*DATA PROVIDED:*
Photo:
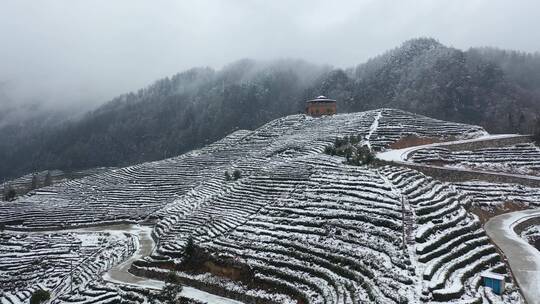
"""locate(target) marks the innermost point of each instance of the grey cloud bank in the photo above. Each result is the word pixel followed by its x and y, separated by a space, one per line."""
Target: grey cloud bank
pixel 82 53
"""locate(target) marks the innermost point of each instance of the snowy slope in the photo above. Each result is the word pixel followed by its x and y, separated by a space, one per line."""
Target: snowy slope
pixel 303 226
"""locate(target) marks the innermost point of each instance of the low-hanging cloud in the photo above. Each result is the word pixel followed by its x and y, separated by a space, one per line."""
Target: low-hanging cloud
pixel 79 53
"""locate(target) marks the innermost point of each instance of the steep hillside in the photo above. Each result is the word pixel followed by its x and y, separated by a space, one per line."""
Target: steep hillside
pixel 296 226
pixel 495 89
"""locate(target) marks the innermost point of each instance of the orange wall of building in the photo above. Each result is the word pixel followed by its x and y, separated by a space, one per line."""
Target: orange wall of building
pixel 318 109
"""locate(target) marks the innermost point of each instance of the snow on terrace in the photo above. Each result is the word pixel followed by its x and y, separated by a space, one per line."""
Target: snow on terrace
pixel 523 258
pixel 305 203
pixel 401 155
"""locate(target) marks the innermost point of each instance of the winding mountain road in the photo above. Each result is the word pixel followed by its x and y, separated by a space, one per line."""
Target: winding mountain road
pixel 120 273
pixel 523 258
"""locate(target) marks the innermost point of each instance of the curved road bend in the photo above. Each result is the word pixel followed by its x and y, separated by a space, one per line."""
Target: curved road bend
pixel 119 274
pixel 523 258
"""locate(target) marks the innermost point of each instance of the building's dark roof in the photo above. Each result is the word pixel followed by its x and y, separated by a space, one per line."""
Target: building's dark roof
pixel 322 99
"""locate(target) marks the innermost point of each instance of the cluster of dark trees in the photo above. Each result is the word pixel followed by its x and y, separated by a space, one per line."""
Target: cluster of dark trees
pixel 497 89
pixel 351 147
pixel 237 174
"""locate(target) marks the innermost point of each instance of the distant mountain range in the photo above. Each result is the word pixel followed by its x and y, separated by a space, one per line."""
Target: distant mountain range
pixel 497 89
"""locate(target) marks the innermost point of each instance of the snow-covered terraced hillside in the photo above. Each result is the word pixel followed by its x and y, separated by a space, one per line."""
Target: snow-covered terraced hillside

*WORK ORDER:* If an entry above holds a picture, leave that picture out and print the rest exactly.

*ANSWER SPACE:*
Photo:
"""locate(target) marks the innermost point of each instance of the grey cloud bank in the photo above. Each result is the word pixel followed by its x and y, separated by a space, one per line."""
Target: grey cloud bank
pixel 82 53
"""locate(target) marks the innermost point of each instance of the snowy slope in the photo above. Each result is the word pixel followed by its x and y, separated by a space, one per line."""
Target: snowy slope
pixel 303 226
"""locate(target) marks the innermost point of each instance of the low-hanging cloud in the photo above. Each result is the word pixel followed by its x and y, separated by a space, one per line."""
Target: low-hanging cloud
pixel 79 53
"""locate(target) marks the innermost point of each instance of the steep hillside in the photo above. Each result is the word pixel followed by its x and y, separated by a space, one per line."""
Target: steep hillside
pixel 296 226
pixel 495 89
"""locate(target) marks the innermost point of each instance of the orange wall of building in the photo above. Each result is the word pixel followed by its x and y, separated by a space, one per line."""
Target: orange wall of building
pixel 318 109
"""locate(target) marks the innermost point of each instance of the snow on terrace in the photo above. Each result is the word pixel followed by its x and y, separated by a space, one per line."""
Target: snow on terrace
pixel 523 258
pixel 305 203
pixel 401 155
"""locate(target) marks the innermost point of each instance of the winding mountain road in the photo above. Each result is the word pixel followed by its x and y, separated by a space, one per line."""
Target: winding mountain road
pixel 120 273
pixel 523 258
"""locate(target) marks the innermost point of each instance of the curved road bend in the photo above. Each result is the word pixel followed by its x and y, separated by a space, one per line."""
Target: curved road bend
pixel 119 274
pixel 523 258
"""locate(target) marks the innermost point of each instance of the building's dark roof in the photo above. Each result is the word pixel followed by its x and y, separated by a space, one per line."""
Target: building's dark roof
pixel 322 99
"""locate(target) marks the innermost point of each instance of the cluster of dark trees in the photo above. Each result is the word pixel followed by its x and y, separated by a space, one per line."""
Target: cluster of dark trees
pixel 497 89
pixel 351 147
pixel 237 174
"""locate(target) marks the innermost point of each instance of the distant mountain range in the photo above. Each result is the word pixel followed by its x and y, separated by a space, one per line."""
Target: distant mountain range
pixel 497 89
"""locate(target) marks the innermost point of each instance of the snow-covered terraced hillside in the photo above. Each result is the word pixel followed by its x and y, separated by a space, one per line."""
Target: snow-covered terraced hillside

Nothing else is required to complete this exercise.